Write out the records below word for word, please.

## Exercise data
— START —
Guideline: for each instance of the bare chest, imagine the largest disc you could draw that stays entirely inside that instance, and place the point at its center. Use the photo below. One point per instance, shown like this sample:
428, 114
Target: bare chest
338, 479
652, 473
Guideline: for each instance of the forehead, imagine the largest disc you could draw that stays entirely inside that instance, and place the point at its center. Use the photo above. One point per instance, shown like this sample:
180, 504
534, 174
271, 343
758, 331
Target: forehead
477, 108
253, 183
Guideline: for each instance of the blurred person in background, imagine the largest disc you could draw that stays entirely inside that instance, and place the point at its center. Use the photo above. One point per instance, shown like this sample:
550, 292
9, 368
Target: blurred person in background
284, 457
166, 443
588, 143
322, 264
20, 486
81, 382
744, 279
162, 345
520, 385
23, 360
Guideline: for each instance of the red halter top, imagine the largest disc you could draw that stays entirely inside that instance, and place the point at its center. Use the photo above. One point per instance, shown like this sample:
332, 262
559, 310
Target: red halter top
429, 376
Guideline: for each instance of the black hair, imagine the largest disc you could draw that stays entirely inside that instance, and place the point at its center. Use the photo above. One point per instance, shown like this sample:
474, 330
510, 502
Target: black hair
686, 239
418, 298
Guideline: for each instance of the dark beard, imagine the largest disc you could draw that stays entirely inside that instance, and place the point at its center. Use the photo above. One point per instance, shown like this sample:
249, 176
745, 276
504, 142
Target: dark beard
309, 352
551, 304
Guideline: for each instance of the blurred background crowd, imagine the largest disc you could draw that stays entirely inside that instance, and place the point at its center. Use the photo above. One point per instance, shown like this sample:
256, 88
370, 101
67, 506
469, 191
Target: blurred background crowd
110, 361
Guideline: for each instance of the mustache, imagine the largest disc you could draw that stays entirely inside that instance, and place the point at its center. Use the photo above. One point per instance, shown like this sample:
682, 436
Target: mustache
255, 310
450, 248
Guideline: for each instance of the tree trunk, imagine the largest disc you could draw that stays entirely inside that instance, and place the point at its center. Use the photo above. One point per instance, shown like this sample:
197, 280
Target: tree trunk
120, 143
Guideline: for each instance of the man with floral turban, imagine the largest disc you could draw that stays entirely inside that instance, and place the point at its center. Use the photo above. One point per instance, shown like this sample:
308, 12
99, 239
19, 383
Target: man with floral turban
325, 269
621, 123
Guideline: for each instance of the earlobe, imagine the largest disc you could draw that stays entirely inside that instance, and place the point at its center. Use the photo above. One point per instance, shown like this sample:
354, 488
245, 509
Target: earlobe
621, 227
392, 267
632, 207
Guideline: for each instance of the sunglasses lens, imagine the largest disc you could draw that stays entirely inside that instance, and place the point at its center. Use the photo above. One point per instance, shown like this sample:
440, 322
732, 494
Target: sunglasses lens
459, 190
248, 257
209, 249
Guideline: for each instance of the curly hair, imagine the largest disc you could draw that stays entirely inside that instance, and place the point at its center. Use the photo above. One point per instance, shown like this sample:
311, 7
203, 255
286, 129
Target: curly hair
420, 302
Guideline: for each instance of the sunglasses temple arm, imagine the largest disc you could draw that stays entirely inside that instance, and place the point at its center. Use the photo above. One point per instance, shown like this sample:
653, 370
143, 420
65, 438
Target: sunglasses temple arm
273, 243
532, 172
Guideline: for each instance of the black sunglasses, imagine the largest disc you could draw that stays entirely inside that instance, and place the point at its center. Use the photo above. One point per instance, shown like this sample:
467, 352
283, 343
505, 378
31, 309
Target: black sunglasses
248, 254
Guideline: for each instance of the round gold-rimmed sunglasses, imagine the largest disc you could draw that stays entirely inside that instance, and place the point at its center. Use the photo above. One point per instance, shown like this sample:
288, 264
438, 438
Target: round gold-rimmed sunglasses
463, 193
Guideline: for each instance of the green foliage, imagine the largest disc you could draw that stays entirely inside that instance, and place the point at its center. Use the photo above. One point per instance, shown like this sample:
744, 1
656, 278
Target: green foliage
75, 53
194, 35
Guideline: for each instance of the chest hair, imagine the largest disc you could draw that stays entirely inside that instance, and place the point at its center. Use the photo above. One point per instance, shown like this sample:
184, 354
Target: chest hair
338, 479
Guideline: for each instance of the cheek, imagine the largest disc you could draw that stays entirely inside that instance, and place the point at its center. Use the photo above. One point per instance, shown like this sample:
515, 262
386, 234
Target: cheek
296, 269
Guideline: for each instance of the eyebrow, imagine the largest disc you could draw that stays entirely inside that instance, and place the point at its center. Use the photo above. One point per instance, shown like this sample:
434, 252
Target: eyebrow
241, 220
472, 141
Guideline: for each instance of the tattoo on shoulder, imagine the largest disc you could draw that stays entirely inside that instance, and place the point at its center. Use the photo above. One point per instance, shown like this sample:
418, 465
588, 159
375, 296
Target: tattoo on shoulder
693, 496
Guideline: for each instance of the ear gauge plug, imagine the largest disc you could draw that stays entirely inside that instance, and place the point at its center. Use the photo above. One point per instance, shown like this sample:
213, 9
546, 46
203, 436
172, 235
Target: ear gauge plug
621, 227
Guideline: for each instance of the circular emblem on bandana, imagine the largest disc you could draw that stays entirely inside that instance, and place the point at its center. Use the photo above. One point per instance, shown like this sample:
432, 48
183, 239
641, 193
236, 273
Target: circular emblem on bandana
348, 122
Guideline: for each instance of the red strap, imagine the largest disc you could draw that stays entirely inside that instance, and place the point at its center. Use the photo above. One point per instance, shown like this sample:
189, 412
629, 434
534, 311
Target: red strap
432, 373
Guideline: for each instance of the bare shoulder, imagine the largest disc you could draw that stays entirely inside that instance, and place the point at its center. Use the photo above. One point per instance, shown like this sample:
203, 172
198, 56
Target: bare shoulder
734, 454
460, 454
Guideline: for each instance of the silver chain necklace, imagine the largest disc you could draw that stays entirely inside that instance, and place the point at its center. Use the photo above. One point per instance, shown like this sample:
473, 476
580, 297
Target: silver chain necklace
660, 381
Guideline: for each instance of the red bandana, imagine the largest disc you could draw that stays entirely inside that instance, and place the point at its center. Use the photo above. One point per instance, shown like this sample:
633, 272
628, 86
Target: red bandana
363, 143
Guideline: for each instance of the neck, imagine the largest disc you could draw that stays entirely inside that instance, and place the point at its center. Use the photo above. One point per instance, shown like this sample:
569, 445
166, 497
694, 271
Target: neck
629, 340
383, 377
— END —
## Task answer
Guideline: for each instance of the bare chest, imagine the largest disc you could draw that stays entirely inside that instance, and place the point at its center. Use the photo below. One point per instance, shown like this sample:
428, 114
Target: bare chest
338, 479
652, 473
Guideline: for each instance of the forehead, imagine the largest disc you could draw that stays entirely inside that instance, and place the point at its center. Use the photo above. One point per instance, shown like this sample:
180, 504
534, 174
271, 343
758, 331
Target: forehead
477, 108
253, 183
Guideline: for each instance of the blurred person in background, imagine the largest disc you could draw that stays entirely inside that instance, and place the point at its center. Use the photo above. One point per instance, shown like this sample:
550, 292
9, 368
Target: blurred person in background
284, 457
166, 443
588, 143
322, 264
20, 486
81, 382
744, 279
162, 345
520, 385
23, 360
Guideline: for each instance of the red halter top, imagine the largest disc you could draw that stays entirely inside that instance, and place the point at its center. Use the photo above. One point per instance, shown like this sample:
332, 262
559, 310
Target: red halter top
429, 376
Guideline: for each instance of the black hair, imagine the largest disc you could draw that stays entirely inside that instance, and place the point at its center. Use the photo above. One point per instance, shown like this sample:
474, 330
510, 502
Target: black hair
686, 239
418, 298
Guideline: for each instance of the dark beard, imagine the largest disc you could draw that stays entirely inside that instance, and place the point at its center. Use the photo above. One point per instance, shown like this sample:
249, 176
745, 276
504, 142
Target: dark beard
309, 352
551, 304
Guideline: for each instance of the blurred background crowd, imagine the largest disc you could draw that stays entirely inside that instance, and place the point at its center. Use the photo above. One point per instance, shown like this sample:
256, 88
370, 101
67, 506
469, 191
Target: blurred background crowd
110, 361
Guideline: for each instance of the mustache, imagine the largest disc you could draw that stays entirely inside that instance, and place the point at its center. Use the photo above. One point per instance, shown like this sample:
682, 436
Target: mustache
255, 310
450, 248
Guideline: for each instance of the tree trunk, imagine the largest disc you could draw that stays entirely inside that instance, and place the point at its center. Use the photo above. One point per instance, shown like this sample:
197, 280
Target: tree trunk
120, 143
Guideline: for each instance of the man with floral turban, imagine the largest disc you could draw that stays entirely inside that instance, and place the point at its center. Use the photo above. One point per instance, shown like this sample:
308, 12
99, 239
19, 383
Target: man with floral turban
325, 269
621, 123
Guideline: for each instance of the earlobe, imagine the largest disc you could draw that stays entirely inside that instance, and place the point at its center. Use the photo above. One point per instance, shown like this sample:
354, 488
245, 509
Target: earlobe
621, 227
392, 267
632, 207
Guideline: for each instance of the sunglasses lens, imagine the largest disc you could draw that stays entirely inside that instance, and place the point at its center. Use the photo above. One point per instance, shown like this sample:
440, 322
732, 494
Target: sunglasses lens
459, 190
248, 257
209, 249
Guideline: for each instance of the curly hair, imagine the largest disc you could draw that stays entirely inside that instance, and place the point at its center. Use the photo above. One point per instance, shown like this sample:
311, 7
203, 255
286, 129
Target: curly hair
420, 302
Guideline: for each instance of the sunglasses temple arm, imagine the largest disc you could draw that stays entirely inside that instance, and place the point at its center. Use the photo above. One point per instance, shown like this sample:
653, 370
143, 420
65, 438
Target: sunglasses temple arm
273, 243
532, 172
Guideline: for each instance of the black sunglasses, imagine the largest disc you could draw that stays entirely inside that instance, and place the point at its center. Use the photo above. One point per instance, shown like this sample:
467, 352
283, 343
505, 378
31, 309
Target: black sunglasses
248, 254
Guideline: for each instance of the round gold-rimmed sunglasses, imagine the largest disc you could draw that stays entirely inside that instance, and place the point at its center. Use the photo above. One point per instance, shown like this sample:
288, 264
438, 438
Target: round gold-rimmed sunglasses
463, 193
Guideline: for each instance of the green foliage, imagine the largest disc you could draw that stays entirely inside that instance, and place the point at its center. Use the photo above. One point per instance, shown like this sample:
744, 1
656, 278
Target: green foliage
75, 53
194, 35
Guideline: for each instance of the chest hair, imagine the largest disc you could draw that stays entirely inside that instance, and place the point at its center. Use the photo above. One point per instance, shown like this sample:
184, 354
Target: chest hair
338, 479
Guideline: for each instance of the cheek, imagine the largest disc you could draw that stays entirely inside that instance, and place the point at its center. Use the photo above. One point per instance, shown like this sample:
515, 262
386, 234
Target: cheek
296, 269
Guideline: for each instance of the eyebrow, imagine the largest disc you could draw that stays entirely inside that instance, and place the point at its center. Use the photo above. One point per instance, shown like this sample:
434, 252
Target: eyebrow
241, 220
472, 141
Guideline: for each instance of the tattoo on shoulder, imagine the largest disc you could draw that stays entirely inside that instance, and place the point at its center. Use the photo above. One point per instance, shown like this sample:
418, 465
588, 159
375, 296
Target: tattoo on shoulder
693, 496
Guideline: for each instance of the ear gauge plug, imagine the largest disc you could draw that stays entirely inside that instance, and place the point at its center. Use the photo above. One point per instance, shown like this sample:
213, 9
546, 46
203, 436
172, 235
Target: ear gauge plug
621, 227
Guideline: for each instance of the circular emblem on bandana, imagine the largest disc you could draw that stays entirely inside that instance, and place the point at its center. Use the photo above. One point per instance, shown like this sample:
432, 48
183, 239
641, 193
236, 273
Target: circular emblem on bandana
348, 122
Guideline: for each instance of the red strap, imagine the largest disc you could draw that stays entirely inside that instance, and place the point at its center. Use the photo above. One point per instance, shown like this sample:
189, 412
629, 434
534, 311
Target: red strap
432, 373
Guideline: for each instance of the bare shoulder, imagine the largest disc you could draw that stays entirely inside that instance, and place the point at its center. Use the photo above. One point per instance, shown like this sample:
203, 172
198, 56
Target: bare shoulder
734, 454
460, 454
Guideline: for each instance of the silver chain necklace, imagine the largest disc you could draw that stays entirely inside that instance, and place the point at its center. Use the photo above. One point per instance, shown like this sample:
473, 476
580, 297
Target: silver chain necklace
660, 381
Guideline: for each instance of the red bandana, imagine the largest disc you could draw that stays entirely inside that instance, and place the point at its center. Use the photo above. One point per instance, shown like this sample:
633, 272
628, 86
Target: red bandana
363, 143
Guideline: for each instance of the neck, imagine the largest disc you could draw that stays entirely inside that instance, and place the point at its center. Use the photo above. One point per instance, shown like this sample:
569, 445
166, 497
694, 271
Target: neck
629, 340
383, 377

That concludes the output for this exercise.